▶ **What this task involves**: Rewrite the items from the very beginning through the line containing "M 145 172 L", swapping "simplified polygon" for "approximate polygon" and keeping everything else the same.

[Extracted data entries]
● ● ● ● ● ● ●
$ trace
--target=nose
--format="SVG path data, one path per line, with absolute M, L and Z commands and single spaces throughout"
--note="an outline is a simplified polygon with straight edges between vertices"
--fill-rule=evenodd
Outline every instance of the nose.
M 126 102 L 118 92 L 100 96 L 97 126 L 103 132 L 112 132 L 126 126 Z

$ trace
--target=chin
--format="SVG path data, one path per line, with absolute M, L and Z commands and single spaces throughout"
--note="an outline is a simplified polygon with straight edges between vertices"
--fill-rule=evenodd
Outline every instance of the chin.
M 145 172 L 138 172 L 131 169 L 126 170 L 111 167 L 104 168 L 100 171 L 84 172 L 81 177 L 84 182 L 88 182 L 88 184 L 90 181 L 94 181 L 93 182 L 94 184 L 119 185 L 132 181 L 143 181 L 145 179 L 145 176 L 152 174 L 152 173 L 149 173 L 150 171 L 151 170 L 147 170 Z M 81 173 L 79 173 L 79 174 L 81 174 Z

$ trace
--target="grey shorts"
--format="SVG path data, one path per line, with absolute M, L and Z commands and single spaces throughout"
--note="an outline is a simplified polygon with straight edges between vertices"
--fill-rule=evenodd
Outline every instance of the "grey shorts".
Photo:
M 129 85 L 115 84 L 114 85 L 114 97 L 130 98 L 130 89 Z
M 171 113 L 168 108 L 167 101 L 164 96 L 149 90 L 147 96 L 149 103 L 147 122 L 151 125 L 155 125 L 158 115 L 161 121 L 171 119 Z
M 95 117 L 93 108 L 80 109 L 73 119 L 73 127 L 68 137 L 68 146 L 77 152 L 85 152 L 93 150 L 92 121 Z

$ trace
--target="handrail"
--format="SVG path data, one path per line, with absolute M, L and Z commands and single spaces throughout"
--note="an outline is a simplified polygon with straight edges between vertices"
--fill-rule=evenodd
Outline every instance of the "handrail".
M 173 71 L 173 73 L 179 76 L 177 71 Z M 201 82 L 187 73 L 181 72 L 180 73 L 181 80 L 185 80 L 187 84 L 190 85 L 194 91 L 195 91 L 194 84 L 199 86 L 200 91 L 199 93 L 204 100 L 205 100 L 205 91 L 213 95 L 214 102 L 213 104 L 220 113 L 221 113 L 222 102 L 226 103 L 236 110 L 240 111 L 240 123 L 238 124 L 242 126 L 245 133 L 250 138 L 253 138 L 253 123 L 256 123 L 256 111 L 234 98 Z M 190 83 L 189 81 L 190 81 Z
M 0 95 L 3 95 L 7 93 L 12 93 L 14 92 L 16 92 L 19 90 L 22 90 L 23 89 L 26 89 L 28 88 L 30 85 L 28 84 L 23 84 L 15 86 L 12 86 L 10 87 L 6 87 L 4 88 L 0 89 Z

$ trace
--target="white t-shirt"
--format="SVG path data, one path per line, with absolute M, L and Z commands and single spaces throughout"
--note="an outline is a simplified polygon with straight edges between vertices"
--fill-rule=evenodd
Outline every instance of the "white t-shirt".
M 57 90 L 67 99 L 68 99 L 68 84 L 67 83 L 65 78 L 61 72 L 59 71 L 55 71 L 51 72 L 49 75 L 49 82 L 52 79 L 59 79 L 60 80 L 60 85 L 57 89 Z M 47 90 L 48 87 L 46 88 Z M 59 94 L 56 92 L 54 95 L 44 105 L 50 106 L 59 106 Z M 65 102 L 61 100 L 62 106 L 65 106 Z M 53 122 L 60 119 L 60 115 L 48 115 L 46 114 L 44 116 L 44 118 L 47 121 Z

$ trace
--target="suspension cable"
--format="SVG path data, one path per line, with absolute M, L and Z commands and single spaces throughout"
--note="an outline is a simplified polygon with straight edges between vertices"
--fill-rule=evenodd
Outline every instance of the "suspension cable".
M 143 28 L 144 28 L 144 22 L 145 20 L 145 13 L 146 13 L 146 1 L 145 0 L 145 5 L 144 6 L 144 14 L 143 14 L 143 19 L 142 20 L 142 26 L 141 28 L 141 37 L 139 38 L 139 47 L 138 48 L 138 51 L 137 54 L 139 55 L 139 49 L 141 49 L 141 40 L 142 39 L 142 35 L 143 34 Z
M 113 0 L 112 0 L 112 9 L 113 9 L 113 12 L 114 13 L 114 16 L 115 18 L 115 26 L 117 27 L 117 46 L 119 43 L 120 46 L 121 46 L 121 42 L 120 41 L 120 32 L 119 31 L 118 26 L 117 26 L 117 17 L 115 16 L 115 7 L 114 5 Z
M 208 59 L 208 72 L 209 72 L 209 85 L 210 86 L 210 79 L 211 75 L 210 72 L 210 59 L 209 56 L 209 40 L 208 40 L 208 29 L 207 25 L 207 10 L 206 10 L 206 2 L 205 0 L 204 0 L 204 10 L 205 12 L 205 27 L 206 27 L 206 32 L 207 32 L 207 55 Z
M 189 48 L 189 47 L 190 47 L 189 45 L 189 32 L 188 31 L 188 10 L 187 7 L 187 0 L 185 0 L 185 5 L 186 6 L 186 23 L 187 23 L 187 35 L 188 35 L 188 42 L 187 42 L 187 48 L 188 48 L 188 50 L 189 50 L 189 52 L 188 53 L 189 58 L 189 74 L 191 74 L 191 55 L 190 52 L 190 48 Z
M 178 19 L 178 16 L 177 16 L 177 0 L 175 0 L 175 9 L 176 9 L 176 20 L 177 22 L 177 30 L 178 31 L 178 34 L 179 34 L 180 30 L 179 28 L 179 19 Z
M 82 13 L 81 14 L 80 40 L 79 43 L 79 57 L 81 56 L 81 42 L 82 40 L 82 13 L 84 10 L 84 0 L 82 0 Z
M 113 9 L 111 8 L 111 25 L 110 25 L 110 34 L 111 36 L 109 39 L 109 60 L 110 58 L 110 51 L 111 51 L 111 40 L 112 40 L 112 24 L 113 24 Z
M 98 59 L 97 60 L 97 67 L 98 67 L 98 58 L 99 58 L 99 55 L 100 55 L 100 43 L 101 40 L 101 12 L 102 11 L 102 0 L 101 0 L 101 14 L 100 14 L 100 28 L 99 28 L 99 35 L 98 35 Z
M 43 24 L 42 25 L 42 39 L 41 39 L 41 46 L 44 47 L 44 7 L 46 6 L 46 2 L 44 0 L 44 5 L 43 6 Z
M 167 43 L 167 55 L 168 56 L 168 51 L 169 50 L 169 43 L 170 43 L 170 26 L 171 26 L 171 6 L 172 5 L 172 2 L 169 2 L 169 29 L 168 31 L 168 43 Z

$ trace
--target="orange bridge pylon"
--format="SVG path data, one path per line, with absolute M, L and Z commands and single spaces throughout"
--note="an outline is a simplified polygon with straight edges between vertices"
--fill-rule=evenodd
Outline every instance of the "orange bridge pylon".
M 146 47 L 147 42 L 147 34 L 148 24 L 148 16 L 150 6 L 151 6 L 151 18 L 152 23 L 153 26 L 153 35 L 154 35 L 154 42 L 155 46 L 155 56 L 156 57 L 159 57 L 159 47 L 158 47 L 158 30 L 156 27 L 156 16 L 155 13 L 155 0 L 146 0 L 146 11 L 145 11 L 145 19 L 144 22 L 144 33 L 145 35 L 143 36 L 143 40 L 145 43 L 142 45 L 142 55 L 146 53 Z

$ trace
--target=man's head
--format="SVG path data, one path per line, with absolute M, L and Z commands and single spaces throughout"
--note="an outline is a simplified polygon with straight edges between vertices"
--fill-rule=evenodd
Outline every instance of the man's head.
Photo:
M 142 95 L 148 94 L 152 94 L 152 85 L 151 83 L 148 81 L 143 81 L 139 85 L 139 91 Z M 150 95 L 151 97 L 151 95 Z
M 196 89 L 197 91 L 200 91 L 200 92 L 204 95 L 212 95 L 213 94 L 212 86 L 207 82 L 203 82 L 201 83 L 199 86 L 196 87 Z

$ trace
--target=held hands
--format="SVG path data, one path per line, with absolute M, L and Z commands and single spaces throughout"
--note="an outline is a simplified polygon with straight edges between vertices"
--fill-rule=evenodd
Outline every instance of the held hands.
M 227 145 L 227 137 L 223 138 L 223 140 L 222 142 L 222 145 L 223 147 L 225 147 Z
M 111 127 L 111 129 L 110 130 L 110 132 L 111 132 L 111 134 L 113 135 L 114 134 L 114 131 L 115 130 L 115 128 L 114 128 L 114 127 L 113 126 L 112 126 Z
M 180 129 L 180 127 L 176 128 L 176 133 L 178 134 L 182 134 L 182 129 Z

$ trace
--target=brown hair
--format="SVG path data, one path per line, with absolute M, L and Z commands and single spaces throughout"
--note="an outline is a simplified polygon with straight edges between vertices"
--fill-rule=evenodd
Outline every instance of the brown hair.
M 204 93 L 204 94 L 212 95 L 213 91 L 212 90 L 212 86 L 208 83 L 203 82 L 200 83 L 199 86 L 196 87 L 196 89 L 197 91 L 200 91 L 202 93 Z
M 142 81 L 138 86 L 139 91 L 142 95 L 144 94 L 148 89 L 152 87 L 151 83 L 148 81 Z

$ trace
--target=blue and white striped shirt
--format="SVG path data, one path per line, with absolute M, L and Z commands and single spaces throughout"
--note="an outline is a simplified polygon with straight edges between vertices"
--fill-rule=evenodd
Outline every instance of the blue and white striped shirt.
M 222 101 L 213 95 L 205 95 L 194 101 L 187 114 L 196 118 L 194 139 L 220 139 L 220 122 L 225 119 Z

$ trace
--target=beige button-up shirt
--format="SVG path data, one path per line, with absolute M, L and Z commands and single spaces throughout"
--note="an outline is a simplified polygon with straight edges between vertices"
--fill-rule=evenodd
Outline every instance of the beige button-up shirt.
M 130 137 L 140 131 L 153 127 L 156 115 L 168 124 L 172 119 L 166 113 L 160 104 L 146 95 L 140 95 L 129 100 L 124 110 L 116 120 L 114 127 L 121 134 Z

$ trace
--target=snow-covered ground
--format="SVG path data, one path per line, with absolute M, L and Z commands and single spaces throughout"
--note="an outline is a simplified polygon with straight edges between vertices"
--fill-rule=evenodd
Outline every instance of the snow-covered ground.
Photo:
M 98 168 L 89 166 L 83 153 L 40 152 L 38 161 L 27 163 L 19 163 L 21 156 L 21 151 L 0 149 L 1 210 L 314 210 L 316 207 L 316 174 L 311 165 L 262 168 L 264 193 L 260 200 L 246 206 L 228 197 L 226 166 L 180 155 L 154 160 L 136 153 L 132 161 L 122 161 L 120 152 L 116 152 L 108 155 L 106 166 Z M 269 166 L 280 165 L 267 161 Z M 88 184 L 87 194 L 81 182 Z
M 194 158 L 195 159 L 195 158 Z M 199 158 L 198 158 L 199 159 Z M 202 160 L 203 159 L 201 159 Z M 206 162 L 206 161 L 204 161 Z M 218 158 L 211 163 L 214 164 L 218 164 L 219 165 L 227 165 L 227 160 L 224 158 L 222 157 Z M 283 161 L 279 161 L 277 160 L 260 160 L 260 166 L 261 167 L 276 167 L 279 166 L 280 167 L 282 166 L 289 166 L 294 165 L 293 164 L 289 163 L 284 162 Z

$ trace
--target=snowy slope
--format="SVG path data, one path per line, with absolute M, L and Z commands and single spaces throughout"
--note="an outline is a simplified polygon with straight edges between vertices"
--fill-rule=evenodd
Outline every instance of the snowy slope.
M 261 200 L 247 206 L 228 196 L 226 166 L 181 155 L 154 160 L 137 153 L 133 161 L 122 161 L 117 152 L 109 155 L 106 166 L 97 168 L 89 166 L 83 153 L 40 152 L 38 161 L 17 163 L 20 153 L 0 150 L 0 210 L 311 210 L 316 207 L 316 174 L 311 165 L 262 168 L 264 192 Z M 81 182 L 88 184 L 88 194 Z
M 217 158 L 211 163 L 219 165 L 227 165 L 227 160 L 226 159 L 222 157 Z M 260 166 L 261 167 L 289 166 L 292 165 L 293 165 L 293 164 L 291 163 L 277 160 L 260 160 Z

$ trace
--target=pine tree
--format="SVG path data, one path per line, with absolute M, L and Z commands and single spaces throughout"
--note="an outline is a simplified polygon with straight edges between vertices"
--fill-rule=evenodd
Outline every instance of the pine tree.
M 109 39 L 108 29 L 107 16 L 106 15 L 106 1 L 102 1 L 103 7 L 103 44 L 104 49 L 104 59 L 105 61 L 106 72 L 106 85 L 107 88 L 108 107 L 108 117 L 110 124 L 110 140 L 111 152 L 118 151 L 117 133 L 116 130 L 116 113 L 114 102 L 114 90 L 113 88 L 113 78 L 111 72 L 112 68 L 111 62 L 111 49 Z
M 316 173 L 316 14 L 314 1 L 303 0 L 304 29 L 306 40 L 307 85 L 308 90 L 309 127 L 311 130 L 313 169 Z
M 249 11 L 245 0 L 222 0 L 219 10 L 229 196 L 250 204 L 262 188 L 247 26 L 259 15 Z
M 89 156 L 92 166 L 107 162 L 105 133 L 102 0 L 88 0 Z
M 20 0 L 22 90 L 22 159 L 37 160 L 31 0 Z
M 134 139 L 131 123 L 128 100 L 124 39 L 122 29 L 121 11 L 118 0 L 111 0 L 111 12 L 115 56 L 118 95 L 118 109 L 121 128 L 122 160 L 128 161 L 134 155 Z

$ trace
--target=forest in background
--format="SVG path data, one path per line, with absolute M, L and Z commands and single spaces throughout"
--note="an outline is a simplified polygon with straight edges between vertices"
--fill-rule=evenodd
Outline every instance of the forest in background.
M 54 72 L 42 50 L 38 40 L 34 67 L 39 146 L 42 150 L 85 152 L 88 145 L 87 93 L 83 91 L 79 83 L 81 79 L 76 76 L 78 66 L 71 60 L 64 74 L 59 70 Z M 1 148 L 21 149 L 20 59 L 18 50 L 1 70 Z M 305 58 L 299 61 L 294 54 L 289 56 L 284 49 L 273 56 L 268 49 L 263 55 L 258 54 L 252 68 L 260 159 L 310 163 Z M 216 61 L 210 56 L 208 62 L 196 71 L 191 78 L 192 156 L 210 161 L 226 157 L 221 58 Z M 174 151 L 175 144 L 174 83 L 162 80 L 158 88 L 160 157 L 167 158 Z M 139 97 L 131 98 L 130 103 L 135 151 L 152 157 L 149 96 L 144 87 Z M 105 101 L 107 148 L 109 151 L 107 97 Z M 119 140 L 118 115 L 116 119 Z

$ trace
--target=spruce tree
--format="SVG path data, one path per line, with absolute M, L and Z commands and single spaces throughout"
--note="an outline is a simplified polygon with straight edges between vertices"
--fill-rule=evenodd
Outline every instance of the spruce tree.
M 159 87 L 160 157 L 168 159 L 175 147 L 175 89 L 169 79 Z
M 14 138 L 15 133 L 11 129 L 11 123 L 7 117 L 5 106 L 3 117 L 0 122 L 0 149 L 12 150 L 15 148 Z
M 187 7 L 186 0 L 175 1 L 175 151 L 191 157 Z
● ● ● ● ● ● ●
▶ **Correct response**:
$ trace
--target=nose
--format="SVG path data, one path per line, with absolute M, L and Z commands and single spaces throughout"
--note="an outline is a approximate polygon with straight edges between vertices"
--fill-rule=evenodd
Outline every instance of the nose.
M 126 102 L 118 92 L 100 96 L 97 126 L 103 132 L 112 132 L 126 126 Z

$ trace
--target=chin
--format="SVG path data, one path per line, with absolute M, L and Z commands and single spaces throughout"
--note="an outline is a approximate polygon with straight edges between vertices"
--fill-rule=evenodd
Outline every instance of the chin.
M 145 172 L 138 172 L 131 169 L 126 170 L 111 167 L 104 168 L 100 171 L 84 172 L 81 177 L 84 182 L 88 182 L 88 184 L 90 181 L 94 181 L 93 182 L 94 184 L 119 185 L 132 181 L 143 181 L 145 179 L 145 176 L 152 174 L 152 173 L 149 173 L 150 171 L 151 170 L 147 170 Z M 81 173 L 79 173 L 79 174 L 81 174 Z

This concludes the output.